## [Prompt]
Exactly as given, write out the lines from the one containing "Question. Point out every instance of the engraved" through the end of the listing, with both ends included and nothing else.

## [Records supplied]
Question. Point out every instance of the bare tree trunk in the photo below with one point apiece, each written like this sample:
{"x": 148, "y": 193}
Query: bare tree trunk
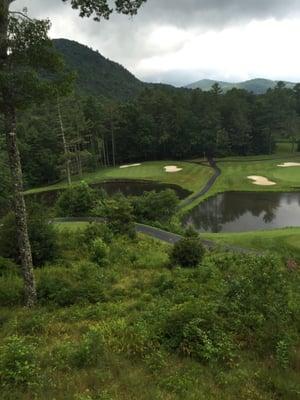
{"x": 15, "y": 166}
{"x": 62, "y": 129}
{"x": 20, "y": 207}
{"x": 113, "y": 145}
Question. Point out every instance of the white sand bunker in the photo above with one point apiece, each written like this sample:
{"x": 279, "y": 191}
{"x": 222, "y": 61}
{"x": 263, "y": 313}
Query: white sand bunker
{"x": 130, "y": 166}
{"x": 261, "y": 181}
{"x": 286, "y": 165}
{"x": 172, "y": 168}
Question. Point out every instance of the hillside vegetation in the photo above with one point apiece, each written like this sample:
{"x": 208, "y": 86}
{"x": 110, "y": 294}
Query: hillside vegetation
{"x": 97, "y": 75}
{"x": 256, "y": 86}
{"x": 135, "y": 328}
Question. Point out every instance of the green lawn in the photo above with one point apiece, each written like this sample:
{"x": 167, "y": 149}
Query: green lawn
{"x": 235, "y": 172}
{"x": 192, "y": 177}
{"x": 285, "y": 242}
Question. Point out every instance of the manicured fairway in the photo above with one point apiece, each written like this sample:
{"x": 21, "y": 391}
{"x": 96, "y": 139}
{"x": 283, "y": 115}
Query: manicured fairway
{"x": 192, "y": 176}
{"x": 285, "y": 242}
{"x": 236, "y": 170}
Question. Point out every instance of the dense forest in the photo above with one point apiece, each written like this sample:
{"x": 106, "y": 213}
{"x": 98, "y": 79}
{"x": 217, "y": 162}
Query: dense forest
{"x": 88, "y": 129}
{"x": 158, "y": 124}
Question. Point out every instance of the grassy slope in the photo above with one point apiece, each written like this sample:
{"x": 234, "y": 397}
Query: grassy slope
{"x": 284, "y": 242}
{"x": 193, "y": 176}
{"x": 124, "y": 373}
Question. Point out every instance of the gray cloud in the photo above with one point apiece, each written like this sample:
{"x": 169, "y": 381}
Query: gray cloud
{"x": 126, "y": 40}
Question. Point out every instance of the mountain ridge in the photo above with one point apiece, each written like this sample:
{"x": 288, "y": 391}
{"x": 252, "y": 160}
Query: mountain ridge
{"x": 256, "y": 85}
{"x": 96, "y": 74}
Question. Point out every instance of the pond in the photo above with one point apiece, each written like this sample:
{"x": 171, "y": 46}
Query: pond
{"x": 246, "y": 211}
{"x": 128, "y": 188}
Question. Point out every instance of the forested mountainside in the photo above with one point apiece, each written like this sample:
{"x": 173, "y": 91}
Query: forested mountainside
{"x": 97, "y": 75}
{"x": 256, "y": 86}
{"x": 153, "y": 122}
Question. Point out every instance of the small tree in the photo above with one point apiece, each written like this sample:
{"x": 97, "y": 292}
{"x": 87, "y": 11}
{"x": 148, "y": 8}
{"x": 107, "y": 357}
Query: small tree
{"x": 76, "y": 201}
{"x": 118, "y": 213}
{"x": 41, "y": 234}
{"x": 188, "y": 252}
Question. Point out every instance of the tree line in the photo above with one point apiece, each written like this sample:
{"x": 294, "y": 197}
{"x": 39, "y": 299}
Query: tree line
{"x": 76, "y": 134}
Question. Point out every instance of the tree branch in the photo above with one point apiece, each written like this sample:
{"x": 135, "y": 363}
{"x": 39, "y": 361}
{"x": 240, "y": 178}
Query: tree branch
{"x": 20, "y": 14}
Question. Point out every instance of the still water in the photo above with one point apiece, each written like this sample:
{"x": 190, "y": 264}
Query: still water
{"x": 246, "y": 211}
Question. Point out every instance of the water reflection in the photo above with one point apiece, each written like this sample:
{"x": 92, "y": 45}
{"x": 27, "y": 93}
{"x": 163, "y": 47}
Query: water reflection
{"x": 246, "y": 211}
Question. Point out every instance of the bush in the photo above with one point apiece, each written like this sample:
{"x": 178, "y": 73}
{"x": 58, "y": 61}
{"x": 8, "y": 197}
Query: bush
{"x": 41, "y": 234}
{"x": 11, "y": 290}
{"x": 118, "y": 213}
{"x": 99, "y": 252}
{"x": 96, "y": 231}
{"x": 18, "y": 364}
{"x": 7, "y": 267}
{"x": 155, "y": 206}
{"x": 188, "y": 252}
{"x": 76, "y": 201}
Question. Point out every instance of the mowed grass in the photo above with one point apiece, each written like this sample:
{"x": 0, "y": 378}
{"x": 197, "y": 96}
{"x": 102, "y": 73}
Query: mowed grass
{"x": 236, "y": 170}
{"x": 285, "y": 242}
{"x": 192, "y": 177}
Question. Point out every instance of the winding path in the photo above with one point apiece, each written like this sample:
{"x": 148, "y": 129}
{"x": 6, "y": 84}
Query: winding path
{"x": 206, "y": 188}
{"x": 169, "y": 237}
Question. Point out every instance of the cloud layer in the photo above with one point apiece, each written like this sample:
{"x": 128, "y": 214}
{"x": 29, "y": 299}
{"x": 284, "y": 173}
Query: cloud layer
{"x": 179, "y": 41}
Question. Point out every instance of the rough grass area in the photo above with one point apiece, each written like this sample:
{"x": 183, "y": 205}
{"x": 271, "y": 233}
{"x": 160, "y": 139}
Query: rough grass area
{"x": 285, "y": 242}
{"x": 137, "y": 329}
{"x": 192, "y": 177}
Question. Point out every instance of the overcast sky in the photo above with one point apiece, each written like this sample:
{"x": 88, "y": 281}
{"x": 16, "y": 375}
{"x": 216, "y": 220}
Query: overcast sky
{"x": 181, "y": 41}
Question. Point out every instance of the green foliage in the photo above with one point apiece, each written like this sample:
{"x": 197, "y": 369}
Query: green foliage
{"x": 76, "y": 201}
{"x": 96, "y": 231}
{"x": 155, "y": 206}
{"x": 227, "y": 330}
{"x": 188, "y": 252}
{"x": 97, "y": 75}
{"x": 99, "y": 252}
{"x": 11, "y": 290}
{"x": 118, "y": 213}
{"x": 41, "y": 233}
{"x": 64, "y": 287}
{"x": 18, "y": 364}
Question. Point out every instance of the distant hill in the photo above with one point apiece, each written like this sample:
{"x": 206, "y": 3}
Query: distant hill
{"x": 98, "y": 75}
{"x": 257, "y": 86}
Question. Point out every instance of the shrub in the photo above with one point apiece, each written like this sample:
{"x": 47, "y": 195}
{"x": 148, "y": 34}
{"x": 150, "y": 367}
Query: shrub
{"x": 41, "y": 234}
{"x": 188, "y": 252}
{"x": 7, "y": 267}
{"x": 66, "y": 286}
{"x": 96, "y": 231}
{"x": 18, "y": 364}
{"x": 118, "y": 213}
{"x": 99, "y": 252}
{"x": 11, "y": 290}
{"x": 76, "y": 201}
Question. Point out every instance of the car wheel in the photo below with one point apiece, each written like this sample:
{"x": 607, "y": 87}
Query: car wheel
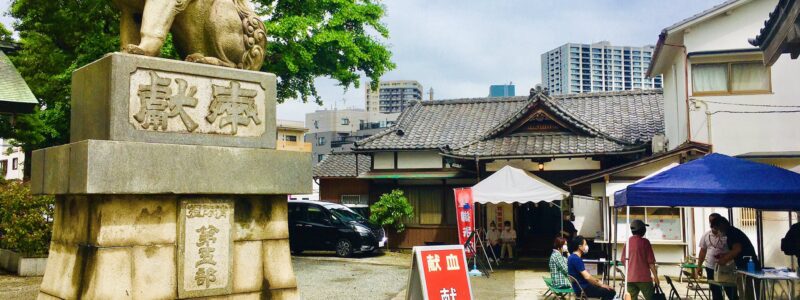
{"x": 344, "y": 248}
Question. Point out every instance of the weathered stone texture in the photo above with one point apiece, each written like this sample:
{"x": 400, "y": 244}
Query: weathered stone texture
{"x": 118, "y": 77}
{"x": 278, "y": 271}
{"x": 248, "y": 271}
{"x": 261, "y": 218}
{"x": 110, "y": 167}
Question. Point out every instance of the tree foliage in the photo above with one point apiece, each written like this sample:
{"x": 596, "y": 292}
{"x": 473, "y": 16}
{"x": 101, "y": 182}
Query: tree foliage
{"x": 25, "y": 220}
{"x": 306, "y": 39}
{"x": 392, "y": 209}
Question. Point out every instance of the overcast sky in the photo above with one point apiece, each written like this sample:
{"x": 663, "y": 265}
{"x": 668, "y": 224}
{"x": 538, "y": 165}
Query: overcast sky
{"x": 461, "y": 47}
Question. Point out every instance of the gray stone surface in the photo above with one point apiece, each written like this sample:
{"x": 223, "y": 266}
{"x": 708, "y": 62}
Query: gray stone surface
{"x": 106, "y": 96}
{"x": 111, "y": 167}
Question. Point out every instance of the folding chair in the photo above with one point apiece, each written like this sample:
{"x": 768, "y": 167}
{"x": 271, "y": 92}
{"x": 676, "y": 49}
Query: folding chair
{"x": 673, "y": 294}
{"x": 692, "y": 285}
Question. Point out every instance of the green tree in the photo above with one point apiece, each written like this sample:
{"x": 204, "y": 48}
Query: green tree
{"x": 307, "y": 39}
{"x": 392, "y": 209}
{"x": 25, "y": 220}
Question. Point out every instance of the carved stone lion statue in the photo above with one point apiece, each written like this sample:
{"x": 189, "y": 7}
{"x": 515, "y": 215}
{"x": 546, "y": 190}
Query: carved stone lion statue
{"x": 217, "y": 32}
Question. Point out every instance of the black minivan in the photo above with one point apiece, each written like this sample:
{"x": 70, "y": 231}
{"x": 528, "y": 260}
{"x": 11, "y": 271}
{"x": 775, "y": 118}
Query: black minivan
{"x": 316, "y": 225}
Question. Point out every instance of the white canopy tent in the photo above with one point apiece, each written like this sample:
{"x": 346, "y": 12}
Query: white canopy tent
{"x": 509, "y": 185}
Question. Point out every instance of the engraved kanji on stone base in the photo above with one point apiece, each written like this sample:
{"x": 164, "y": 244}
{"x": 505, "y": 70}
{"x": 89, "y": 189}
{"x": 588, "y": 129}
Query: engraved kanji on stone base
{"x": 158, "y": 104}
{"x": 206, "y": 248}
{"x": 236, "y": 104}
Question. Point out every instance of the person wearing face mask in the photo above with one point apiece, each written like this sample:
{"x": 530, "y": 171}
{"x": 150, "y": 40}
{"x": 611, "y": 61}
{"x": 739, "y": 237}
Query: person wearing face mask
{"x": 508, "y": 236}
{"x": 640, "y": 262}
{"x": 592, "y": 287}
{"x": 740, "y": 251}
{"x": 494, "y": 238}
{"x": 712, "y": 244}
{"x": 558, "y": 263}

## [Exercise response]
Question. Point out every instance of the engraved kanji on stone base in the photo above with one point apiece, each written like this sample:
{"x": 164, "y": 244}
{"x": 505, "y": 70}
{"x": 89, "y": 189}
{"x": 588, "y": 129}
Query: engraved kanji on stone base
{"x": 158, "y": 104}
{"x": 206, "y": 248}
{"x": 236, "y": 104}
Question. Point out every instance of the person wearing face mask in the photo above with one point apiece, each written like this sample:
{"x": 530, "y": 171}
{"x": 150, "y": 40}
{"x": 611, "y": 61}
{"x": 739, "y": 237}
Query: person wearing face mask
{"x": 508, "y": 236}
{"x": 640, "y": 262}
{"x": 592, "y": 287}
{"x": 740, "y": 251}
{"x": 494, "y": 238}
{"x": 712, "y": 244}
{"x": 558, "y": 263}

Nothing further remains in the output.